Reproduce the listing below with every "pixels" changed to "px" and nothing else altered. Leave the pictures out of your copy.

>> BEGIN Source material

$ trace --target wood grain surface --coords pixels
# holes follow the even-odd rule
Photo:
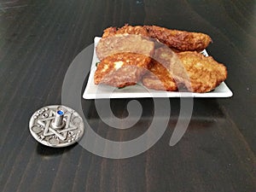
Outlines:
[[[106,27],[125,23],[209,34],[207,51],[226,65],[234,96],[194,99],[189,128],[173,147],[168,143],[180,100],[170,99],[163,137],[129,159],[102,158],[79,144],[38,143],[28,129],[31,115],[61,103],[63,79],[76,55]],[[253,0],[0,0],[0,191],[256,191],[255,50]],[[129,132],[108,126],[94,101],[81,97],[94,131],[114,141],[147,130],[153,101],[137,101],[143,117]],[[111,101],[117,117],[127,115],[128,102]]]

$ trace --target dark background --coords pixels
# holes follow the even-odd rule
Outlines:
[[[106,27],[125,23],[209,34],[213,43],[207,51],[227,67],[225,82],[234,96],[195,99],[189,127],[172,148],[179,100],[170,99],[169,129],[149,150],[130,159],[104,159],[79,144],[38,143],[28,130],[31,115],[61,103],[75,56]],[[1,0],[0,191],[255,191],[255,50],[253,0]],[[93,101],[81,102],[96,131],[120,137],[104,129]],[[150,99],[139,102],[152,109]],[[126,102],[113,101],[117,116]],[[137,129],[133,136],[142,131]]]

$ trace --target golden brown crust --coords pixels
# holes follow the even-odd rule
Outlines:
[[[144,26],[149,37],[173,49],[175,52],[196,50],[201,51],[212,42],[212,38],[201,32],[171,30],[156,26]]]
[[[118,53],[103,59],[95,73],[96,84],[114,87],[136,84],[150,67],[151,59],[140,54]]]
[[[132,35],[142,35],[148,37],[148,30],[142,26],[129,26],[125,25],[121,28],[117,29],[116,27],[108,27],[104,30],[102,38],[111,37],[116,34],[132,34]]]
[[[154,43],[140,35],[115,34],[102,38],[96,48],[100,60],[116,53],[131,52],[151,56],[154,54]]]
[[[155,60],[152,60],[151,63],[150,73],[147,73],[142,79],[144,86],[158,90],[177,90],[176,83],[167,68]]]
[[[204,56],[197,52],[177,54],[189,76],[183,79],[187,89],[193,92],[208,92],[214,90],[227,78],[227,68],[212,56]]]

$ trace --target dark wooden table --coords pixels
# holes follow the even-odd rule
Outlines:
[[[1,0],[0,191],[256,191],[255,9],[253,0]],[[125,23],[209,34],[207,51],[226,65],[234,96],[195,99],[189,128],[173,147],[168,143],[179,99],[171,98],[163,137],[128,159],[102,158],[79,144],[52,148],[37,143],[28,129],[31,115],[61,103],[73,60],[104,28]],[[145,108],[141,124],[130,135],[113,131],[98,118],[93,100],[80,100],[103,137],[138,137],[152,120],[152,100],[138,99]],[[111,101],[116,116],[125,116],[127,102]]]

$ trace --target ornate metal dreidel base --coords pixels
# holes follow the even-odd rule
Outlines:
[[[35,112],[29,121],[33,137],[44,145],[55,148],[69,146],[84,135],[84,122],[73,109],[51,105]]]

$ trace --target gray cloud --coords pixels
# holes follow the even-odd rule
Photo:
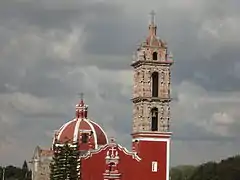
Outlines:
[[[1,163],[21,164],[35,145],[50,146],[80,91],[90,117],[129,147],[129,64],[153,8],[136,2],[0,2]],[[237,153],[239,2],[151,2],[175,56],[172,164]]]

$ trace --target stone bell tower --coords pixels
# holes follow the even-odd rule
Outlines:
[[[170,85],[173,64],[167,43],[157,37],[154,12],[146,40],[138,47],[134,69],[132,148],[148,179],[169,180]]]
[[[170,130],[170,66],[173,60],[166,42],[157,37],[154,13],[151,15],[148,37],[137,49],[132,63],[133,133]]]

>> END Source material

» Completed exercise
$ trace --target wood grain surface --coords px
# holes follow the even-odd rule
Photo:
Outlines:
[[[106,27],[125,23],[209,34],[207,51],[226,65],[234,96],[194,99],[189,128],[173,147],[168,143],[180,100],[170,99],[163,137],[129,159],[102,158],[79,144],[38,143],[28,129],[31,115],[61,103],[63,79],[76,55]],[[253,0],[0,0],[0,191],[256,191],[255,50]],[[129,132],[108,126],[94,101],[81,97],[94,131],[114,141],[147,130],[153,101],[137,101],[143,117]],[[111,101],[117,117],[127,115],[128,102]]]

$ trace --target dark background --coords px
# holes follow the even-odd rule
Outlines:
[[[106,27],[125,23],[209,34],[213,43],[207,51],[227,67],[225,82],[234,96],[195,99],[189,127],[172,148],[179,100],[170,99],[169,129],[149,150],[130,159],[104,159],[79,144],[38,143],[28,130],[31,115],[61,103],[75,56]],[[1,0],[0,191],[255,191],[255,50],[253,0]],[[93,101],[81,102],[96,131],[120,137],[104,129]],[[150,99],[139,102],[152,109]],[[126,102],[113,101],[117,116]],[[137,129],[133,136],[142,131]]]

$ trace --target golden brown crust --coords px
# holes follow the even-odd rule
Outlines:
[[[144,26],[149,37],[173,49],[175,52],[196,50],[201,51],[212,42],[212,38],[201,32],[171,30],[156,26]]]
[[[118,53],[103,59],[95,73],[96,84],[114,87],[136,84],[150,67],[151,59],[140,54]]]
[[[132,35],[142,35],[148,37],[148,30],[142,26],[129,26],[125,25],[121,28],[117,29],[116,27],[108,27],[104,30],[102,38],[111,37],[116,34],[132,34]]]
[[[154,43],[140,35],[115,34],[102,38],[96,48],[100,60],[116,53],[131,52],[151,56],[154,54]]]
[[[155,60],[152,60],[151,63],[150,73],[147,73],[142,79],[144,86],[158,90],[177,90],[176,83],[167,68]]]
[[[204,56],[197,52],[177,54],[189,76],[183,79],[187,89],[193,92],[208,92],[214,90],[227,78],[227,68],[212,56]]]

$ trace --target dark wooden table --coords px
# holes follow the even-odd rule
Outlines:
[[[1,0],[0,191],[256,191],[255,9],[253,0]],[[125,23],[209,34],[207,51],[226,65],[234,96],[195,99],[189,128],[173,147],[168,143],[179,99],[171,98],[163,137],[128,159],[102,158],[79,144],[52,148],[37,143],[28,129],[31,115],[61,103],[73,60],[104,28]],[[145,108],[141,124],[130,135],[113,131],[98,118],[93,100],[80,100],[103,137],[138,137],[152,120],[152,100],[138,99]],[[111,101],[116,116],[125,116],[127,102]]]

$ trace --target ornate metal dreidel base --coords px
# holes follow the even-odd rule
Outlines:
[[[35,112],[29,121],[33,137],[44,145],[55,148],[69,146],[84,135],[84,122],[73,109],[51,105]]]

$ trace --target gray cloud --coords px
# holes follow the even-odd rule
Photo:
Outlines:
[[[1,163],[21,164],[35,145],[50,146],[80,91],[90,117],[129,147],[129,64],[153,8],[136,2],[0,2]],[[237,153],[239,2],[151,2],[175,56],[172,164]]]

$ trace --target stone bell tower --coords px
# holes follow the even-odd rule
Outlines:
[[[170,85],[173,64],[167,43],[157,37],[154,12],[146,40],[138,47],[134,69],[132,148],[148,179],[169,180]]]
[[[170,130],[170,66],[173,60],[166,42],[157,37],[154,13],[151,15],[148,37],[137,49],[132,63],[133,133]]]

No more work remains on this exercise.